- The task -
Which lines in the rows below contain the word "striped"? Report every such line in full, word for word.

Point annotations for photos
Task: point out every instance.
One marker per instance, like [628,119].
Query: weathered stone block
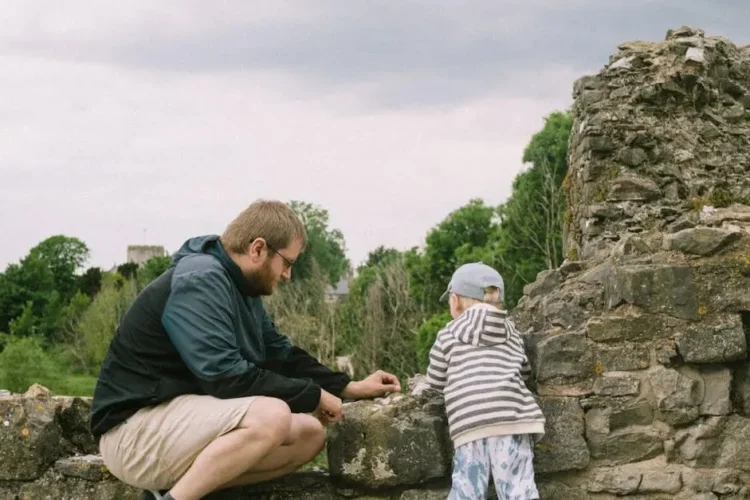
[628,357]
[667,289]
[565,358]
[563,446]
[73,417]
[614,480]
[713,340]
[678,397]
[560,491]
[653,476]
[401,443]
[617,384]
[596,144]
[89,467]
[30,438]
[702,241]
[630,324]
[717,381]
[699,446]
[633,188]
[629,444]
[735,452]
[546,281]
[741,389]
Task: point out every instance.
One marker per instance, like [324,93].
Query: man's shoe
[152,494]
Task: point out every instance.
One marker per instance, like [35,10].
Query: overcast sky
[148,122]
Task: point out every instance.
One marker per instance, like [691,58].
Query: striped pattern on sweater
[478,361]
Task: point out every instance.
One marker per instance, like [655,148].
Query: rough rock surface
[652,345]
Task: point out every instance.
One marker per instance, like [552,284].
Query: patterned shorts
[508,458]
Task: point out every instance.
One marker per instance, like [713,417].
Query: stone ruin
[639,340]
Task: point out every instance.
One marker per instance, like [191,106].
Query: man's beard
[261,282]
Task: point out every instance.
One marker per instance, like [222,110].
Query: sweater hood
[481,325]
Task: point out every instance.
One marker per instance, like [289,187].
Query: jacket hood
[481,324]
[199,244]
[211,245]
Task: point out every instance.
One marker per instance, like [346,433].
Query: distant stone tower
[139,254]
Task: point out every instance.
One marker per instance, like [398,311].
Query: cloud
[150,122]
[414,53]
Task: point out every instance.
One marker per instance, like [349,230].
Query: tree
[90,282]
[379,318]
[29,281]
[64,255]
[128,270]
[324,245]
[529,236]
[152,269]
[461,237]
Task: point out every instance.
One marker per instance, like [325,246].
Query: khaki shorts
[157,445]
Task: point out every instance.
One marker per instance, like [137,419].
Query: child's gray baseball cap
[470,280]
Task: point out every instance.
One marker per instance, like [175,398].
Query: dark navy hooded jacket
[197,330]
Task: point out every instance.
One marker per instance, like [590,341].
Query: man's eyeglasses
[287,263]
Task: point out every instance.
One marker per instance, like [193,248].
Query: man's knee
[271,417]
[313,436]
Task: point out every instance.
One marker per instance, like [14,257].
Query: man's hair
[274,221]
[491,296]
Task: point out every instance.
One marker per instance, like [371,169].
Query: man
[198,391]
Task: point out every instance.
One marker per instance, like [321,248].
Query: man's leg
[307,440]
[269,442]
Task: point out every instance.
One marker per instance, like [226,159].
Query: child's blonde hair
[491,296]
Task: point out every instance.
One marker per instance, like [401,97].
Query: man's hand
[376,385]
[329,408]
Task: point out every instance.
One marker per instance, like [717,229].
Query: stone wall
[639,340]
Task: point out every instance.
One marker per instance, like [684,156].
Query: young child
[479,363]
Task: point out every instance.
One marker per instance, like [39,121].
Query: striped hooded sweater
[479,363]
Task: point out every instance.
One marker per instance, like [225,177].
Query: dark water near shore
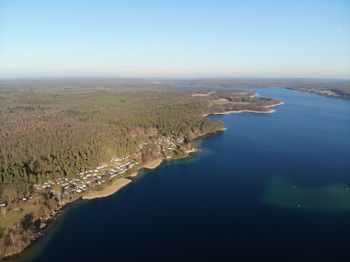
[273,186]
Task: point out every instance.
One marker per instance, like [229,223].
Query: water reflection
[283,193]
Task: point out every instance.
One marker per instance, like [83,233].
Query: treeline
[66,134]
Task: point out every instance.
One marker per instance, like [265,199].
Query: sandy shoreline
[153,164]
[119,183]
[248,111]
[243,111]
[108,190]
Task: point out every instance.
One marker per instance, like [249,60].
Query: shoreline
[119,183]
[109,190]
[270,111]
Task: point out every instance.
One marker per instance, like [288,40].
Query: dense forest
[50,130]
[57,131]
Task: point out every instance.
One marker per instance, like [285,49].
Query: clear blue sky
[175,38]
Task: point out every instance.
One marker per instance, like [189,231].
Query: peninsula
[67,140]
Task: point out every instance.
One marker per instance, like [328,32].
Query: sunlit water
[273,186]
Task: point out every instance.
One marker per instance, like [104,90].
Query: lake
[272,187]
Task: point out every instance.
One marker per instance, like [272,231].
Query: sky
[175,38]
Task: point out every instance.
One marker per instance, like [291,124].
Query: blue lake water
[273,186]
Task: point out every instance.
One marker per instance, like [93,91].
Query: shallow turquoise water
[273,186]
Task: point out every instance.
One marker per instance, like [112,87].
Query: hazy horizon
[182,39]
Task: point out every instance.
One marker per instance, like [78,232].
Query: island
[68,140]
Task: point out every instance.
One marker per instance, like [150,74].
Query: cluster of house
[102,174]
[89,178]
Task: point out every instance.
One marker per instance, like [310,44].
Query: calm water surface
[273,186]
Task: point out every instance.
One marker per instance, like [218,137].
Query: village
[64,189]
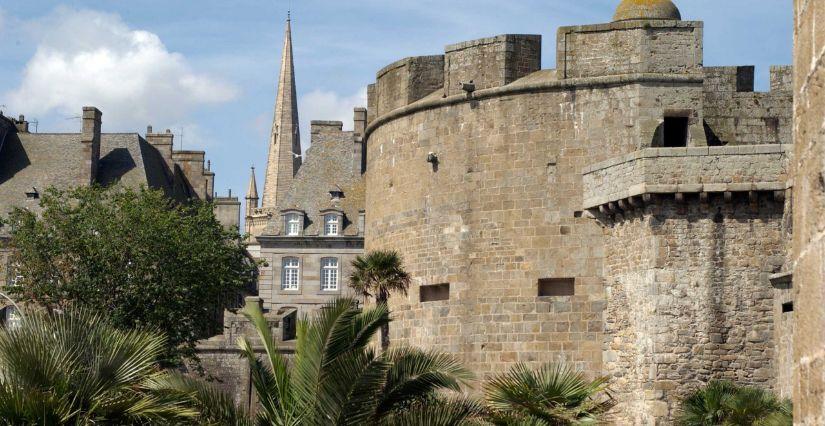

- Solved problem -
Query: striped pattern on sweater
Query: striped hooded sweater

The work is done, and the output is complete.